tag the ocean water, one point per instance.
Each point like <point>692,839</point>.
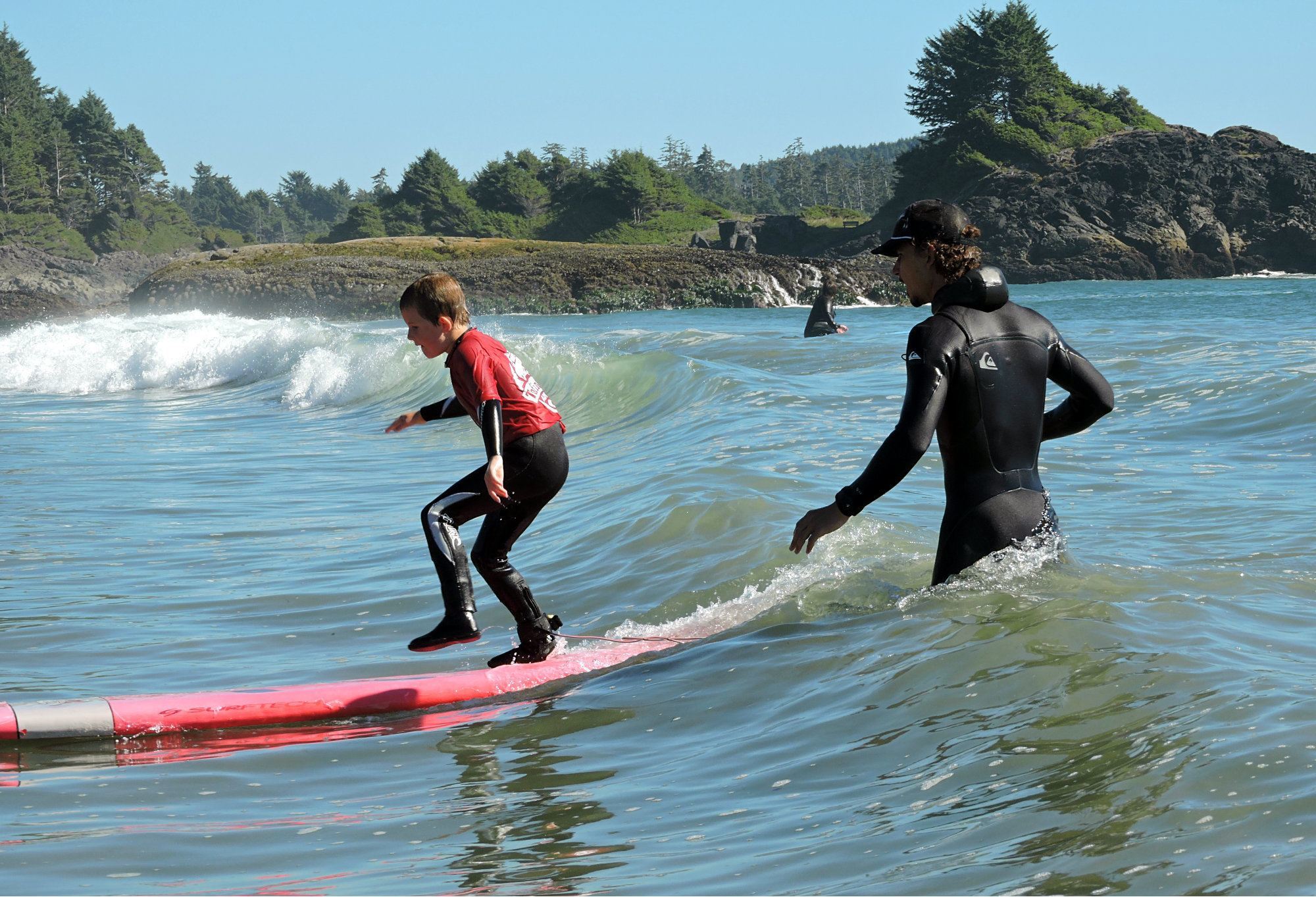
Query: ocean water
<point>202,501</point>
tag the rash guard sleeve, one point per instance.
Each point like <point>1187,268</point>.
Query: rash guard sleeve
<point>445,408</point>
<point>1090,396</point>
<point>928,359</point>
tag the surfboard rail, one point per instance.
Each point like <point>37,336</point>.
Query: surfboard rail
<point>138,715</point>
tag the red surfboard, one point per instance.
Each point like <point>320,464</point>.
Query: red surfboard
<point>298,704</point>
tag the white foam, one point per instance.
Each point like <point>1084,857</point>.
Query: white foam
<point>347,372</point>
<point>792,583</point>
<point>191,350</point>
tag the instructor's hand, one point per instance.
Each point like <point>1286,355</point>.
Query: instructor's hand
<point>410,419</point>
<point>494,479</point>
<point>815,525</point>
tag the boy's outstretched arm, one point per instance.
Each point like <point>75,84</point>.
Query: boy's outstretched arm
<point>447,408</point>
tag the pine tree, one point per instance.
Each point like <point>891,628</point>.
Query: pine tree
<point>953,76</point>
<point>435,196</point>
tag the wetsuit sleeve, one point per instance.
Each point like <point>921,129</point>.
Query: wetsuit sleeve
<point>447,408</point>
<point>927,376</point>
<point>1090,396</point>
<point>492,426</point>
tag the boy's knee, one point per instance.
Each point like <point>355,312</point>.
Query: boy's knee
<point>488,561</point>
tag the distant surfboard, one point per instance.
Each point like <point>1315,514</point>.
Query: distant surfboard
<point>299,704</point>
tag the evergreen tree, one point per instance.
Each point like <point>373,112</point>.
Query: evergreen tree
<point>952,78</point>
<point>676,158</point>
<point>513,186</point>
<point>1018,59</point>
<point>631,180</point>
<point>434,197</point>
<point>364,220</point>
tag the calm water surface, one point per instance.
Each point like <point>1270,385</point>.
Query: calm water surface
<point>199,501</point>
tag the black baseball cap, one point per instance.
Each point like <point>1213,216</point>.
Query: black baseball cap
<point>927,220</point>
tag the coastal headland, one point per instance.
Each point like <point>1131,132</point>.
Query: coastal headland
<point>364,278</point>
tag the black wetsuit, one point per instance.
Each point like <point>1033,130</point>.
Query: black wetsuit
<point>822,321</point>
<point>535,467</point>
<point>977,374</point>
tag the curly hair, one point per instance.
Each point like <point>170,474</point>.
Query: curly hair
<point>953,261</point>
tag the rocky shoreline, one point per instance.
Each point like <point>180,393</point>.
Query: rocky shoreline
<point>363,279</point>
<point>1144,205</point>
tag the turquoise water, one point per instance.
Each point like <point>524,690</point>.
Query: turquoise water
<point>202,501</point>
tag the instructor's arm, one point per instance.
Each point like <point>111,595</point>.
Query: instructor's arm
<point>440,409</point>
<point>927,363</point>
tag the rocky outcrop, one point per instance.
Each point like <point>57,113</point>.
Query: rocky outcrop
<point>22,305</point>
<point>772,234</point>
<point>107,280</point>
<point>1148,204</point>
<point>364,278</point>
<point>36,284</point>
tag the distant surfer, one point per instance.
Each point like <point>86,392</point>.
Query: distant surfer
<point>977,374</point>
<point>527,465</point>
<point>822,320</point>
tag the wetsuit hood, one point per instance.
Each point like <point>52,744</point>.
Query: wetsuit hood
<point>982,288</point>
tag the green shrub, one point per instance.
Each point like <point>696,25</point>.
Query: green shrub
<point>45,232</point>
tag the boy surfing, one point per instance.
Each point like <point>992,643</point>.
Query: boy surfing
<point>526,466</point>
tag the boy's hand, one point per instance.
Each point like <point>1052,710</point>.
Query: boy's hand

§ Exercise
Rewrite all of the lines above, replacing "wetsuit" with "neoprene suit" everywhere and changing nothing else. Leave out the pictures.

§ Output for this exercise
tag the ocean water, one point per instance.
Each point like <point>692,839</point>.
Query: ocean water
<point>202,501</point>
tag the rash guard sleeve, one point per instance.
Each point like <point>1187,268</point>.
Query: rash guard sleeve
<point>445,408</point>
<point>1090,396</point>
<point>928,359</point>
tag the surfboard rail, one point per instance.
Each point like <point>37,336</point>.
Query: surfboard rail
<point>138,715</point>
tag the red surfboard, one point per instance.
Each point like <point>320,464</point>.
Query: red surfboard
<point>298,704</point>
tag the white foam, one point per instance.
Each point like <point>1084,857</point>.
Query: white foam
<point>347,372</point>
<point>792,583</point>
<point>191,350</point>
tag the instructor's hand, one point per instance.
Each point like <point>1286,355</point>.
Query: instructor's hand
<point>410,419</point>
<point>494,479</point>
<point>815,525</point>
tag the boy's outstretched arm, one point per instance.
Each point like <point>75,84</point>.
Query: boy's outstretched arm
<point>447,408</point>
tag the pine tree, one point per instance.
Each point like <point>891,628</point>.
Query: pine tree
<point>953,76</point>
<point>435,196</point>
tag the neoprene suit sleeve, one point per instance.
Each point like <point>921,129</point>.
Query: neoprene suit sleeve
<point>447,408</point>
<point>927,376</point>
<point>1090,396</point>
<point>492,426</point>
tag the boy's knee, one point per instance.
Each point like <point>355,312</point>.
Query: boy's knee
<point>488,561</point>
tag the distant surfboard, one point per instance.
Each point like <point>1315,514</point>.
Query: distant surfboard
<point>299,704</point>
tag the evergreen tree, one point per instance.
Each point like <point>373,112</point>.
Query: evergreen tree
<point>952,78</point>
<point>676,158</point>
<point>513,186</point>
<point>1018,59</point>
<point>631,180</point>
<point>434,197</point>
<point>364,220</point>
tag the calm water surface, one point per instance.
Each point like <point>1270,385</point>.
Query: calm water surface
<point>199,501</point>
tag the black baseball cap, one point per instance.
Each point like <point>1213,216</point>.
Query: black baseball cap
<point>927,220</point>
tag the coastal headland, one point per instance.
Each point like <point>1131,132</point>.
Query: coastal headland
<point>364,278</point>
tag the black neoprene suit, one point per instance.
Each point like <point>1033,130</point>.
Query: black neoprene suit
<point>822,321</point>
<point>535,467</point>
<point>977,374</point>
tag the curly hair, one point per instance.
Each point like <point>170,474</point>.
Query: curly hair
<point>953,261</point>
tag the rocky shoreline, one point per instance.
Each point like <point>180,393</point>.
Query: rocky shoreline
<point>363,279</point>
<point>1144,205</point>
tag the turquoise water, one point per instance.
Each point like <point>524,690</point>.
Query: turquoise water
<point>202,501</point>
tag the instructor's arm, one point per instance.
Each point like <point>111,595</point>.
Query: instructor's arm
<point>440,409</point>
<point>927,363</point>
tag the rocky outcrop, one point per instance.
Each point like <point>57,113</point>.
Query: rocky outcrop
<point>22,305</point>
<point>772,234</point>
<point>107,280</point>
<point>1148,204</point>
<point>364,278</point>
<point>36,284</point>
tag the distant surfer, one point per instance.
Each point like <point>86,392</point>.
Query: distant surfer
<point>977,374</point>
<point>527,465</point>
<point>822,320</point>
tag the neoprene suit hood, one point per instance.
Each point like <point>52,744</point>.
Query: neoprene suit hood
<point>982,288</point>
tag the green shrub, one point per instance.
Each point like <point>696,25</point>.
Query: green shrub
<point>45,232</point>
tag the boy surfing, one point per instance.
Each point like <point>992,643</point>.
Query: boy surfing
<point>526,466</point>
tag the boy's hand, one point per instance.
Each point like <point>1052,710</point>.
Query: boy's hand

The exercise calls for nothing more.